→ **Given passage**:
--- BEGIN ---

Sermon 3-30-14, MCoB
But WE Aren’t Blind, Are We?
There are lots of healing stories in the gospels. When you read the life story of Jesus as told by Matthew, Mark, Luke and John, the guy comes across as a troubadour, hiking from town to town, disciples in tow, freaking people out by healing women and men and children who have been sick all their lives: clearing up impossible skin conditions, stopping decades-long hemorrhages, making lame people walk, opening the eyes of those blind from birth and even raising people who’ve been dead for days. There are over thirty healing miracles in the ministry of Jesus as told in the gospels.
It’s hard to miss the miracles – there are so MANY of them, and they are so OBVIOUS.
You would think that stories like these, crazy, illogical, unbelievable healings and feedings, turning water into wine and mud into miracle drugs – you would think that these things would make us more attuned to the miraculous.
But somehow, that’s not how it works. Somehow, we miss the miracles.
We aren’t alone. The disciples missed the miracles, too. The temple teachers and religious leaders doubted their authenticity and grew afraid of the guy who kept performing them.
The unbelievable is happening right in front of our eyes, and somehow, we still miss the miracles.
This story from John’s gospel is a long miracle story. It’s just a simple healing – Jesus healed a bunch of other blind guys, and none of their stories took an entire chapter. But this isn’t a story about the miracle. It’s a story about missing the miracle.

--- END ---

→ **Data lines**:
--- BEGIN ---

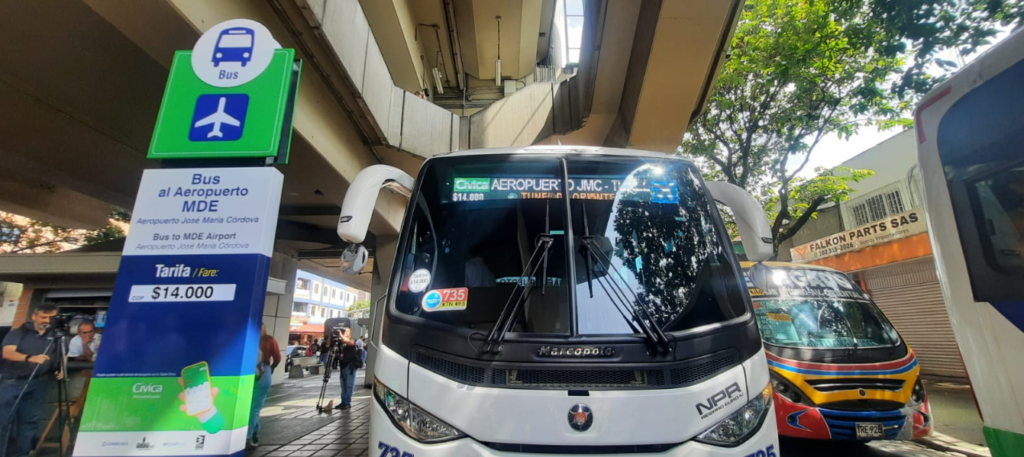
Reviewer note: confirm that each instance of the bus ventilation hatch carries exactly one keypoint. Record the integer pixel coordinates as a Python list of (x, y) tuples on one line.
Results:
[(565, 376)]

--- END ---

→ **Work to do**:
1. Answer each from the sermon, one line per answer, marked to match:
(a) How many healing miracles does the ministry of Jesus include as told in the gospels?
(b) From which gospel is the long miracle story taken?
(c) Who doubted the authenticity of the miracles?
2. The sermon calls the healing in John's gospel a simple one. In one to three sentences, state why the sermon says this story still takes up an entire chapter.
3. Print the stretch of the sermon from "This story from" through "missing the miracle.".

→ **Exercise results**:
1.
(a) Over thirty.
(b) John's gospel.
(c) The temple teachers and religious leaders.

2. The sermon says the story is not about the miracle itself but about missing the miracle. That is why it takes a whole chapter, even though Jesus healed other blind men whose stories did not.

3.
This story from John’s gospel is a long miracle story. It’s just a simple healing – Jesus healed a bunch of other blind guys, and none of their stories took an entire chapter. But this isn’t a story about the miracle. It’s a story about missing the miracle.